**REQUIREMENT:** A faithful, complete copy of the entries is the sole expected answer.

**RECORDS SHOWN:**
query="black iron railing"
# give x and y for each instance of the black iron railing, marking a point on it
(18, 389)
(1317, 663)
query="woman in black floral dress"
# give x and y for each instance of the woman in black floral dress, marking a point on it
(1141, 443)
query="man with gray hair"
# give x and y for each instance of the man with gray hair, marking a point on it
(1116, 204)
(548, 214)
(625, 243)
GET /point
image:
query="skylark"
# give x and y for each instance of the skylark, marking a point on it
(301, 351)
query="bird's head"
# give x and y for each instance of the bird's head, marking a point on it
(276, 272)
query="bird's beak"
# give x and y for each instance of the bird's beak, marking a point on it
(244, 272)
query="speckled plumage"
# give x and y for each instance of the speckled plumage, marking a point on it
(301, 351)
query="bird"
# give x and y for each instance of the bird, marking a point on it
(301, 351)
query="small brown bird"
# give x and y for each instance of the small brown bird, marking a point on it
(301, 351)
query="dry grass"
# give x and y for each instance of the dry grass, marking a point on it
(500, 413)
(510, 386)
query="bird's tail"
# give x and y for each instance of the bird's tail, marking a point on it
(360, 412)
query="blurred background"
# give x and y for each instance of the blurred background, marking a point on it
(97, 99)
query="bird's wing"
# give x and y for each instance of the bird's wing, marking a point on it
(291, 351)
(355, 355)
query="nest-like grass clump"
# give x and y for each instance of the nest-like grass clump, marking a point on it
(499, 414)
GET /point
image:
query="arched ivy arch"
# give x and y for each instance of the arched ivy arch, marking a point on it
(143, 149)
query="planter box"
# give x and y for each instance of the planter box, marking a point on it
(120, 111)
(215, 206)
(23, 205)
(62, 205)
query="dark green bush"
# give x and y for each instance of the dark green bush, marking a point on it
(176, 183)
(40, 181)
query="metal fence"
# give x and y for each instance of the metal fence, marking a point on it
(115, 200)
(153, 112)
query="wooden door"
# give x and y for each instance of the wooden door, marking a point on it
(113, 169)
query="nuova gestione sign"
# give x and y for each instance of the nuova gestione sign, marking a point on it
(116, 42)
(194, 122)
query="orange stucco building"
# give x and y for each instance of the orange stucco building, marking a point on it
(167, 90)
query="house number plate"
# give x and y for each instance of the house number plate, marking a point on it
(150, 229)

**EXERCISE SOLUTION:**
query="black iron railing"
# give x and y for each instance of the black iron railing, marking a point on it
(18, 389)
(1317, 663)
query="woman in black floral dress"
# give x and y for each instance of the woman in black floral dress, marking a point on it
(1141, 443)
query="man with gray hair"
# give x and y for each instance of the man with gray hair, marking a point on it
(1116, 204)
(548, 214)
(625, 243)
GET /point
image:
query="skylark"
# give x and y for each instance of the skylark, marking a point on it
(301, 351)
query="bird's head"
# give x and y for each instance of the bird's head, marking a point on it
(276, 272)
query="bird's beak"
# give x and y for each instance of the bird's beak, marking a point on it
(244, 272)
query="speckled plumage"
# give x and y for each instance of the speckled plumage, marking a point on it
(301, 351)
query="bird"
# give x and y for each instance of the bird, marking a point on it
(301, 351)
query="small brown bird"
# give x and y for each instance of the small brown bird, marking a point on it
(301, 351)
query="dry grass"
# give x and y for each instance of the dry grass, marking a point on it
(500, 413)
(510, 386)
query="bird's tail"
# give x and y for each instance of the bird's tail, marking a point on it
(360, 412)
query="blurred background"
# give x and y for each instance of the blurred background, marking a point on it
(97, 99)
query="bird's wing"
# give x and y for each instance of the bird's wing, marking a point on it
(291, 351)
(355, 355)
query="nest-like grass clump"
# give x and y for each instance of the nest-like grass clump, marking a point on it
(499, 414)
GET /point
image:
query="arched ivy arch"
# give x and y for each instance of the arched ivy arch, marking a point on it
(143, 149)
query="planter box"
# give x and y for each instance of the planter box, marking a point on it
(120, 111)
(215, 206)
(23, 205)
(62, 205)
query="dark green bush"
# give x and y for each instance of the dark green bush, marking a point on it
(176, 183)
(40, 181)
query="metal fence"
# give x and y for each instance of the metal fence, marking a point on it
(115, 200)
(153, 112)
query="wooden door"
# give x and y for each instance of the wooden door, marking a point on it
(113, 169)
query="nuova gestione sign"
# give x and y for each instance of the nuova gestione sign, marking a point on it
(116, 42)
(194, 122)
query="orange stucco building"
# give x and y for each instance of the orange stucco building, marking a point on it
(167, 90)
query="house number plate"
# give x and y for each instance of the house number plate, marking a point on it
(150, 229)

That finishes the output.